> **Problem to work on**:
Your task is to copy all of the data exactly.

> **Exercise input**:
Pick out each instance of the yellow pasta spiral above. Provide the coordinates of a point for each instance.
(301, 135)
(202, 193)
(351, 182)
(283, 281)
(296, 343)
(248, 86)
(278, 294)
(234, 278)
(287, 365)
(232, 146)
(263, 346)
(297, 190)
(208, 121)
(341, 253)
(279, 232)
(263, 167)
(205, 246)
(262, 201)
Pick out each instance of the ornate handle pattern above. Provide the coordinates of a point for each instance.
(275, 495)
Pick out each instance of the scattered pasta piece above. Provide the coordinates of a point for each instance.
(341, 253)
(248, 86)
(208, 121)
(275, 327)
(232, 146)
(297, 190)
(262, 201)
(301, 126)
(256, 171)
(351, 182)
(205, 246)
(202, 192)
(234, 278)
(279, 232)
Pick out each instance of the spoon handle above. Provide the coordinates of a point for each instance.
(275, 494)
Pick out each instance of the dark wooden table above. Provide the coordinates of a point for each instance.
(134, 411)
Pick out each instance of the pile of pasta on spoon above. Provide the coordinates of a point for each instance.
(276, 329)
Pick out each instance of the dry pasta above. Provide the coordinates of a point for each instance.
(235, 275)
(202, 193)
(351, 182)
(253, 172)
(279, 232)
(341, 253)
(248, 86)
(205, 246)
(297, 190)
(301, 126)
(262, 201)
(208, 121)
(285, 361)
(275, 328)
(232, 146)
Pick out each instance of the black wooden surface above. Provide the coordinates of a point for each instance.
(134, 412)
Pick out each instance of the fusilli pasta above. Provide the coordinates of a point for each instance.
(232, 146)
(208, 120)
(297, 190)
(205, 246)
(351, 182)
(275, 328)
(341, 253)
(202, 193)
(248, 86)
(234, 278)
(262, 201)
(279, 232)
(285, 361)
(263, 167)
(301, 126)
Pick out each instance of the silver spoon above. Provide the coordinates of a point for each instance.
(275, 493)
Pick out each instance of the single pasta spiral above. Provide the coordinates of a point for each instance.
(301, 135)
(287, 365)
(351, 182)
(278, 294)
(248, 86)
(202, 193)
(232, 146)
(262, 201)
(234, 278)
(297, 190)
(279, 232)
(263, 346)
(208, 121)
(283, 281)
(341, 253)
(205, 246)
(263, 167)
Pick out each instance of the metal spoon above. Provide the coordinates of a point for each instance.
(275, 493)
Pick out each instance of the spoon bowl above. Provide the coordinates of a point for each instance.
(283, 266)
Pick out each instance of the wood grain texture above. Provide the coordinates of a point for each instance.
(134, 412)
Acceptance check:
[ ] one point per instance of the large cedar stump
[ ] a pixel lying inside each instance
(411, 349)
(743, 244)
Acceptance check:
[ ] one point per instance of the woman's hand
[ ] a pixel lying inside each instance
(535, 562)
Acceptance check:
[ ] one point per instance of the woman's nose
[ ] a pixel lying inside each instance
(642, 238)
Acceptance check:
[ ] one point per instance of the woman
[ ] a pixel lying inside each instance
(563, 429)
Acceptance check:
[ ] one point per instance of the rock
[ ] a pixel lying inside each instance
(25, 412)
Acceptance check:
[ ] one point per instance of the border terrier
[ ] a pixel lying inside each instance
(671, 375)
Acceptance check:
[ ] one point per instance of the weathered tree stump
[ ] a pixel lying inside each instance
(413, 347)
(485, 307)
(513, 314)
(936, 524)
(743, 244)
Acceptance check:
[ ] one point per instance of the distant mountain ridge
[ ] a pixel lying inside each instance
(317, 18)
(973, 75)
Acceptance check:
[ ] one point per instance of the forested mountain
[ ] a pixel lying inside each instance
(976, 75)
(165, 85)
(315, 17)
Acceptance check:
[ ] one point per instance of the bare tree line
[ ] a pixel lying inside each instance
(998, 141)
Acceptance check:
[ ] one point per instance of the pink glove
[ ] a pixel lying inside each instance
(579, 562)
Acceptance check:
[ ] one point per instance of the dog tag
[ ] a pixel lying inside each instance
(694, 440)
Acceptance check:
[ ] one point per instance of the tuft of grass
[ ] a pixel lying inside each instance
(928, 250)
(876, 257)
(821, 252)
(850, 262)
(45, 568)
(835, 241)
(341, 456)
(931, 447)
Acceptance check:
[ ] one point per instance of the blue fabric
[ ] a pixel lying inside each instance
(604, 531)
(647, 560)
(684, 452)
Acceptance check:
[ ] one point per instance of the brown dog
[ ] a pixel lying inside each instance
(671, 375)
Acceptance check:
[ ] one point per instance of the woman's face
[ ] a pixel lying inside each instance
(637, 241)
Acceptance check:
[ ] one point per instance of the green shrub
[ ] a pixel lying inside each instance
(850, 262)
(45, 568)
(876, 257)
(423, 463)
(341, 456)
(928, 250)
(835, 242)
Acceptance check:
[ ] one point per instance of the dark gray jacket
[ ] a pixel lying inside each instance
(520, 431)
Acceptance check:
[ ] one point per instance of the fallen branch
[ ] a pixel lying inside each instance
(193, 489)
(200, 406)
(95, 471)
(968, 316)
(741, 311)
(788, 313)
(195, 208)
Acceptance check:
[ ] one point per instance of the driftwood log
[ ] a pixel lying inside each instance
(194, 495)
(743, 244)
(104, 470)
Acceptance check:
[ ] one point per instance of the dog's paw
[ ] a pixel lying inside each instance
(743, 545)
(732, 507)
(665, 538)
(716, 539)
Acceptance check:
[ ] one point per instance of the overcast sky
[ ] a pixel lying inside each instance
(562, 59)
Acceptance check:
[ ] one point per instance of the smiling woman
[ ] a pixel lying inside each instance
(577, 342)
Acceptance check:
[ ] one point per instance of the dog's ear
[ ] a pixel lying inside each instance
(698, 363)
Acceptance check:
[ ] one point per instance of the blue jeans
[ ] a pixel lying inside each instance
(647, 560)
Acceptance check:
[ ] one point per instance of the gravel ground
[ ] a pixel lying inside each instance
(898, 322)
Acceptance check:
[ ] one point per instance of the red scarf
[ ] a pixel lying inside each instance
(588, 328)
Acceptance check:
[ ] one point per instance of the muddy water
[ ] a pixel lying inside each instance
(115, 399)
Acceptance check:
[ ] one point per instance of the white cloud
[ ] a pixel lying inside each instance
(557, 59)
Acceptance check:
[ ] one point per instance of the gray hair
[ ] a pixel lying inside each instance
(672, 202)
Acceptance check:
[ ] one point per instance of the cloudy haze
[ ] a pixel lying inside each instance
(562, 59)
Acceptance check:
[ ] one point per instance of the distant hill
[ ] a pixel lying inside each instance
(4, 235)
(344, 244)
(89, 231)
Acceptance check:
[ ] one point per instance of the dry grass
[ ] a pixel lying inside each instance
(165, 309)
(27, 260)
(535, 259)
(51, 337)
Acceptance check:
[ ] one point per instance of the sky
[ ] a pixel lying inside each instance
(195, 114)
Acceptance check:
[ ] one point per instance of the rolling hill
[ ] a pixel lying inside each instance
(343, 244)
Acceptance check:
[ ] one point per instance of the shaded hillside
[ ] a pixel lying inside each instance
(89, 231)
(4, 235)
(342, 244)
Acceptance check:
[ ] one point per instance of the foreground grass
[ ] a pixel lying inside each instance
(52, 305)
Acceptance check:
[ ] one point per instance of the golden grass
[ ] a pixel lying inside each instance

> **Expected answer**:
Pick out each instance of the yellow pasta spiral above. Provide the coordinates of a point for each instance.
(301, 135)
(202, 193)
(351, 182)
(283, 281)
(296, 343)
(248, 86)
(278, 294)
(234, 278)
(287, 365)
(232, 146)
(263, 346)
(297, 190)
(208, 121)
(341, 253)
(279, 232)
(263, 167)
(205, 246)
(262, 201)
Pick out each instance of the ornate handle pattern above. Provide the coordinates of a point for each instance.
(275, 495)
Pick out each instance of the scattered pasta piece above. Provide the coordinates of a point for each instance.
(341, 253)
(248, 86)
(208, 121)
(275, 327)
(232, 146)
(297, 190)
(262, 201)
(301, 126)
(256, 171)
(351, 182)
(205, 246)
(202, 192)
(234, 278)
(279, 232)
Pick out each instance of the spoon handle above. Provide the coordinates of a point for each instance.
(275, 494)
Pick out each instance of the dark wooden table above. Provide the coordinates of a point for each instance.
(134, 411)
Pick out each instance of the pile of pasta on spoon above. Provide the coordinates of a point for each instance.
(276, 329)
Pick out each instance of the dry pasta above. Provide the coordinates of a point for each instance.
(235, 275)
(202, 193)
(351, 182)
(253, 172)
(279, 232)
(341, 253)
(248, 86)
(205, 246)
(297, 190)
(301, 126)
(262, 201)
(208, 121)
(285, 361)
(275, 328)
(232, 146)
Pick out each instance of the black wooden surface above. Provide the coordinates of a point for each instance.
(134, 412)
Pick out each instance of the fusilli pasta above. Provide the coordinates of a point for each instance.
(232, 146)
(208, 120)
(297, 190)
(205, 246)
(351, 182)
(275, 328)
(341, 253)
(202, 193)
(248, 86)
(234, 278)
(262, 201)
(279, 232)
(285, 361)
(263, 167)
(301, 126)
Pick out each instance of the silver spoon above. Provide the coordinates of a point for each instance.
(275, 493)
Pick out each instance of the single pasta spiral above. Provide the coordinates of a point for each instance.
(301, 135)
(287, 365)
(351, 182)
(278, 294)
(248, 86)
(202, 193)
(232, 146)
(262, 201)
(234, 278)
(297, 190)
(279, 232)
(263, 346)
(208, 121)
(283, 281)
(341, 253)
(205, 246)
(263, 167)
Pick out each instance of the metal spoon above. Provide the coordinates of a point for each instance.
(275, 493)
Pick out each instance of the spoon bowl above. Provide the coordinates of a point for each instance.
(283, 266)
Pick out each instance of the wood grain texture above. Provide the coordinates of a point for each instance.
(134, 412)
Acceptance check:
[ ] one point per instance of the large cedar stump
[ ] a pixel lying inside each instance
(411, 349)
(743, 244)
Acceptance check:
[ ] one point per instance of the woman's hand
[ ] a pixel lying inside each instance
(535, 562)
Acceptance check:
[ ] one point per instance of the woman's nose
[ ] a pixel lying inside each instance
(642, 238)
Acceptance check:
[ ] one point per instance of the woman
[ ] a pixel lying inside each instance
(563, 429)
Acceptance check:
[ ] one point per instance of the rock
[ ] a pixel lying inside each instance
(25, 412)
Acceptance check:
[ ] one point per instance of the border terrier
[ ] a pixel lying inside each instance
(671, 375)
Acceptance check:
[ ] one point per instance of the weathered tree stump
[ ] a pixel lying inside each instance
(413, 347)
(485, 307)
(513, 314)
(936, 524)
(743, 244)
Acceptance check:
[ ] one point per instance of the distant mountain ridge
[ ] a pixel lying inside each instance
(317, 18)
(973, 75)
Acceptance check:
[ ] one point per instance of the forested mountain
[ ] a pixel lying inside each instance
(976, 75)
(165, 85)
(315, 17)
Acceptance check:
[ ] one point per instance of the bare tree line
[ ] a pixel lying inside each instance
(998, 141)
Acceptance check:
[ ] one point per instance of the pink glove
[ ] a pixel lying inside each instance
(579, 562)
Acceptance check:
[ ] one point per instance of the dog tag
[ ] a pixel lying inside each instance
(694, 440)
Acceptance check:
[ ] one point per instance of the tuft of grass
[ ] a pixel lying inside each instance
(928, 250)
(876, 257)
(821, 252)
(850, 262)
(45, 568)
(835, 241)
(341, 456)
(931, 447)
Acceptance check:
[ ] one point per instance of the blue fabric
[ ] a pixel lying inside each instance
(604, 531)
(647, 560)
(684, 452)
Acceptance check:
[ ] one point per instance of the brown dog
[ ] a pixel lying inside each instance
(671, 375)
Acceptance check:
[ ] one point per instance of the woman's face
[ ] a pixel lying inside each instance
(637, 241)
Acceptance check:
[ ] one point per instance of the green shrub
[ ] a pixel lying inside each instance
(850, 262)
(45, 568)
(876, 257)
(423, 463)
(341, 456)
(928, 250)
(835, 242)
Acceptance check:
[ ] one point per instance of the dark gray jacket
[ ] a pixel lying inside each instance
(520, 431)
Acceptance check:
[ ] one point per instance of the fallen branch
[ ] a pixel lying inside each instance
(193, 489)
(200, 406)
(95, 471)
(968, 316)
(741, 311)
(788, 313)
(195, 208)
Acceptance check:
[ ] one point per instance of the driftwood log
[ ] a pixel lying inside each instance
(194, 495)
(743, 244)
(104, 470)
Acceptance check:
[ ] one point per instance of the dog's paw
[ ] a pixel lying inside each instance
(743, 545)
(732, 507)
(665, 538)
(716, 539)
Acceptance check:
[ ] one point per instance of the overcast sky
[ ] a pixel lying inside each instance
(562, 59)
Acceptance check:
[ ] one point per instance of the smiling woman
[ ] a pixel lying inside each instance
(577, 342)
Acceptance check:
[ ] one point per instance of the dog's ear
[ ] a pixel lying inside each instance
(698, 363)
Acceptance check:
[ ] one point per instance of the blue jeans
[ ] a pixel lying inside each instance
(647, 560)
Acceptance check:
[ ] one point per instance of the gravel ground
[ ] a pixel lying inside each instance
(898, 322)
Acceptance check:
[ ] one point per instance of the red scarf
[ ] a pixel lying inside each instance
(588, 328)
Acceptance check:
[ ] one point per instance of the muddy water
[ ] a pixel lying inside each instance
(115, 399)
Acceptance check:
[ ] one point per instance of the white cloud
[ ] a pixel lying inside each instance
(557, 59)
Acceptance check:
[ ] one point per instance of the gray hair
[ ] a pixel lying inside each instance
(672, 202)
Acceptance check:
[ ] one point per instance of the cloudy haze
[ ] a pixel lying inside each instance
(562, 59)
Acceptance check:
[ ] one point per instance of the distant hill
[ ] a pixel lying inside each instance
(4, 235)
(344, 244)
(89, 231)
Acceptance check:
[ ] one point per instance of the dry grass
[ ] a pixel lying inside each instance
(165, 309)
(27, 260)
(535, 259)
(51, 337)
Acceptance check:
[ ] one point per instance of the sky
[ ] a pixel lying inside each instance
(195, 114)
Acceptance check:
[ ] one point per instance of the rolling hill
[ ] a pixel lying inside each instance
(343, 244)
Acceptance check:
[ ] one point per instance of the shaded hillside
[ ] a pixel lying inside each instance
(89, 231)
(4, 235)
(342, 244)
Acceptance check:
[ ] one point per instance of the foreground grass
[ ] a pixel lying inside each instance
(52, 305)
Acceptance check:
[ ] one point per instance of the golden grass
[ ] a pixel lying inside each instance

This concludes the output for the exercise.